### [Exercise brief]
Please switch "bounding box" to "rectangle" throughout the records and keep every other line unchanged.

┄┄┄┄┄┄┄┄┄┄┄┄┄┄┄┄┄┄┄┄

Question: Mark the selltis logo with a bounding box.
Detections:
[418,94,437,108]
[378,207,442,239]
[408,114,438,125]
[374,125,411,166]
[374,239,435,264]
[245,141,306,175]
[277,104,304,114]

┄┄┄┄┄┄┄┄┄┄┄┄┄┄┄┄┄┄┄┄

### [Result of this exercise]
Question: Mark the selltis logo with a rectangle.
Detections:
[418,94,437,108]
[378,207,442,239]
[408,114,438,125]
[374,125,411,166]
[374,239,435,264]
[245,141,306,175]
[277,104,304,114]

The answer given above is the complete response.